Below are the entries; return every line among them that holds the word "crown".

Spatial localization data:
┌────────

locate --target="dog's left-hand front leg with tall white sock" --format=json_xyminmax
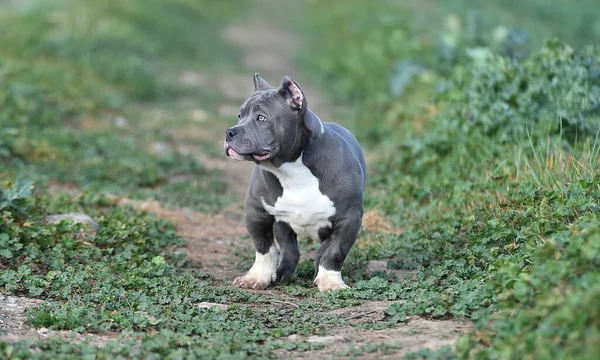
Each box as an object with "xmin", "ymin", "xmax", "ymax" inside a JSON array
[{"xmin": 233, "ymin": 215, "xmax": 279, "ymax": 290}]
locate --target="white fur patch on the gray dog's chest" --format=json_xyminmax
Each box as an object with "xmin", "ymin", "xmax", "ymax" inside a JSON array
[{"xmin": 261, "ymin": 155, "xmax": 335, "ymax": 240}]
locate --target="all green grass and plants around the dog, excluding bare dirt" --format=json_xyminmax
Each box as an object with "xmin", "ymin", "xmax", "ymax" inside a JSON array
[{"xmin": 0, "ymin": 0, "xmax": 600, "ymax": 359}]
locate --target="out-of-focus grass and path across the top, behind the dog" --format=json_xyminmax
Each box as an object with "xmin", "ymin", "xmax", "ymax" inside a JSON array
[{"xmin": 0, "ymin": 0, "xmax": 600, "ymax": 204}]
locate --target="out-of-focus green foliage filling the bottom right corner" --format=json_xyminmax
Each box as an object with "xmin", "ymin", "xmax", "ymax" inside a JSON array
[{"xmin": 459, "ymin": 217, "xmax": 600, "ymax": 358}]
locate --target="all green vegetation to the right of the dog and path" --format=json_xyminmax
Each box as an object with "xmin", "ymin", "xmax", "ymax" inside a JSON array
[{"xmin": 286, "ymin": 1, "xmax": 600, "ymax": 359}]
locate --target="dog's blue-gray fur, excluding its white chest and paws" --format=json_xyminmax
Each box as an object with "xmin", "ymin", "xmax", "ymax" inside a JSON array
[{"xmin": 224, "ymin": 74, "xmax": 366, "ymax": 290}]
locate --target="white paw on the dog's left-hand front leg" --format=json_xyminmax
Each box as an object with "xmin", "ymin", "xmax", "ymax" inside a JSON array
[{"xmin": 233, "ymin": 246, "xmax": 279, "ymax": 290}]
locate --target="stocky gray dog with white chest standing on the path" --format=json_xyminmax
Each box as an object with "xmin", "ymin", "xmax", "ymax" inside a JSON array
[{"xmin": 224, "ymin": 73, "xmax": 367, "ymax": 291}]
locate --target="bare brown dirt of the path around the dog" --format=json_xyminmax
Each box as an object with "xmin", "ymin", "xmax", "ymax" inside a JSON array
[{"xmin": 167, "ymin": 9, "xmax": 469, "ymax": 359}]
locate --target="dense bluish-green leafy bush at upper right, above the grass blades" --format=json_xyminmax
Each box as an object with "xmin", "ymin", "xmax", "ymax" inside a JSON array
[{"xmin": 438, "ymin": 41, "xmax": 600, "ymax": 143}]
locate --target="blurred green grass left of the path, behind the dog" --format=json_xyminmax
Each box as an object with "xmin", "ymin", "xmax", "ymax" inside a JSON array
[{"xmin": 0, "ymin": 1, "xmax": 247, "ymax": 212}]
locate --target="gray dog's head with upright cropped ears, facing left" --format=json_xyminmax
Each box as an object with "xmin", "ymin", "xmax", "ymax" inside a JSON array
[{"xmin": 224, "ymin": 74, "xmax": 308, "ymax": 163}]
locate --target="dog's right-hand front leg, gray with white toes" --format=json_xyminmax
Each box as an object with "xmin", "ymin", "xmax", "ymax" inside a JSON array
[{"xmin": 314, "ymin": 214, "xmax": 362, "ymax": 291}]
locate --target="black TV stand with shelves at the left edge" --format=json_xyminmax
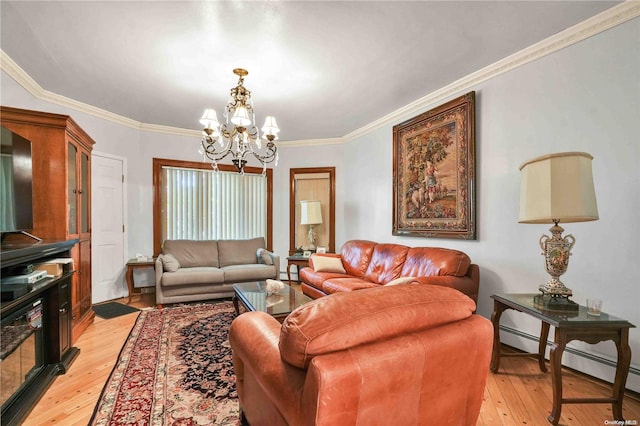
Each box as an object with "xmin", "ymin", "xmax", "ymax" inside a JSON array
[{"xmin": 0, "ymin": 239, "xmax": 80, "ymax": 426}]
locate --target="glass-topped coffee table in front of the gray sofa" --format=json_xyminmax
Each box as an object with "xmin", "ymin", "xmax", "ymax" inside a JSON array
[{"xmin": 232, "ymin": 281, "xmax": 313, "ymax": 322}]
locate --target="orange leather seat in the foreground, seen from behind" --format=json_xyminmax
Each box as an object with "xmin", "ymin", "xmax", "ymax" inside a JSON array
[{"xmin": 229, "ymin": 284, "xmax": 493, "ymax": 426}]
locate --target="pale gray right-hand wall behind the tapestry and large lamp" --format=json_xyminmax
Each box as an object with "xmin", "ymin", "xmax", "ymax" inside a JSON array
[{"xmin": 338, "ymin": 18, "xmax": 640, "ymax": 390}]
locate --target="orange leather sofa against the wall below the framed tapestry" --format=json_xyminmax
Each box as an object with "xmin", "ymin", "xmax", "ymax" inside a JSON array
[{"xmin": 299, "ymin": 240, "xmax": 480, "ymax": 302}]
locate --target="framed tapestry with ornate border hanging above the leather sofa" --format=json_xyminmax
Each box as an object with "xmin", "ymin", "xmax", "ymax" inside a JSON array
[{"xmin": 393, "ymin": 92, "xmax": 476, "ymax": 240}]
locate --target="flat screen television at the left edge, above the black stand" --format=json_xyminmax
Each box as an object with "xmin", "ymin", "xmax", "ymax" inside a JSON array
[{"xmin": 0, "ymin": 126, "xmax": 33, "ymax": 236}]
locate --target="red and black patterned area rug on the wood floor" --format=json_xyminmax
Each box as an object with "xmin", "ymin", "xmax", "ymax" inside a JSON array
[{"xmin": 90, "ymin": 301, "xmax": 240, "ymax": 426}]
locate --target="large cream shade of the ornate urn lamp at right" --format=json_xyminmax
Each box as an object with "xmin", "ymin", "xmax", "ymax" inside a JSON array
[{"xmin": 518, "ymin": 152, "xmax": 598, "ymax": 223}]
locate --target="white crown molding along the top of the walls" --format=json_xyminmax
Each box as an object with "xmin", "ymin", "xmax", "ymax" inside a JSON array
[{"xmin": 0, "ymin": 0, "xmax": 640, "ymax": 147}]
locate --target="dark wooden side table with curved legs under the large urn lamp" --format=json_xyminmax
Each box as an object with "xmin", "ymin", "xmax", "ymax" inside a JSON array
[{"xmin": 491, "ymin": 293, "xmax": 635, "ymax": 425}]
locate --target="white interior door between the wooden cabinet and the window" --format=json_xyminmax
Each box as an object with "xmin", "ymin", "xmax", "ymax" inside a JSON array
[{"xmin": 91, "ymin": 153, "xmax": 127, "ymax": 303}]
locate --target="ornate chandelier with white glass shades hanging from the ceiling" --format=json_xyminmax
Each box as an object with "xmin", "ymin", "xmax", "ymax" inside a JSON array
[{"xmin": 199, "ymin": 68, "xmax": 280, "ymax": 173}]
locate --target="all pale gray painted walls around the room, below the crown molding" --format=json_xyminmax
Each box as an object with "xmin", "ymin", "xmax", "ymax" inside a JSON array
[{"xmin": 0, "ymin": 18, "xmax": 640, "ymax": 391}]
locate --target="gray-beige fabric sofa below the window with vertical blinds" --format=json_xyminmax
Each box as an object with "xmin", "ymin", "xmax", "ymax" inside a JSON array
[{"xmin": 155, "ymin": 238, "xmax": 280, "ymax": 307}]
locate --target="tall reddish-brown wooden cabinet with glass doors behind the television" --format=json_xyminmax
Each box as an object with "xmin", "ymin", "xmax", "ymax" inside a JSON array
[{"xmin": 0, "ymin": 107, "xmax": 95, "ymax": 343}]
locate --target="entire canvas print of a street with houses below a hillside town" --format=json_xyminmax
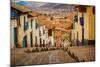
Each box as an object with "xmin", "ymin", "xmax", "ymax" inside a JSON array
[{"xmin": 10, "ymin": 2, "xmax": 95, "ymax": 65}]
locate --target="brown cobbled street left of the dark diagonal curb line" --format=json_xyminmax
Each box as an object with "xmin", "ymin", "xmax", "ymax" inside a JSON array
[{"xmin": 11, "ymin": 49, "xmax": 76, "ymax": 65}]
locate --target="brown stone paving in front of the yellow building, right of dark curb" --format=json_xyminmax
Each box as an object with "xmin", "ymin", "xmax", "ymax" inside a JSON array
[{"xmin": 68, "ymin": 46, "xmax": 95, "ymax": 62}]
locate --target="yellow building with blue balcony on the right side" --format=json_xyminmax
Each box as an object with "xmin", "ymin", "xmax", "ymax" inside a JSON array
[{"xmin": 71, "ymin": 6, "xmax": 95, "ymax": 45}]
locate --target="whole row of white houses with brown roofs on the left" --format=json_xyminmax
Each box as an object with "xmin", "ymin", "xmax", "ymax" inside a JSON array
[{"xmin": 10, "ymin": 3, "xmax": 54, "ymax": 48}]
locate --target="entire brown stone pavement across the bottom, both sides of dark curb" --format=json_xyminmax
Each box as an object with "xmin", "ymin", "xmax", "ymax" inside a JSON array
[{"xmin": 11, "ymin": 46, "xmax": 95, "ymax": 66}]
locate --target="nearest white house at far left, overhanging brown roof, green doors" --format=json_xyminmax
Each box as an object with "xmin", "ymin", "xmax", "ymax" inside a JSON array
[{"xmin": 10, "ymin": 3, "xmax": 31, "ymax": 48}]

└────────

- **Answer box**
locate --target="white crown molding along the top of the walls" --format=json_xyminmax
locate --target="all pale gray painted walls around the room, below the crown molding" --format=json_xyminmax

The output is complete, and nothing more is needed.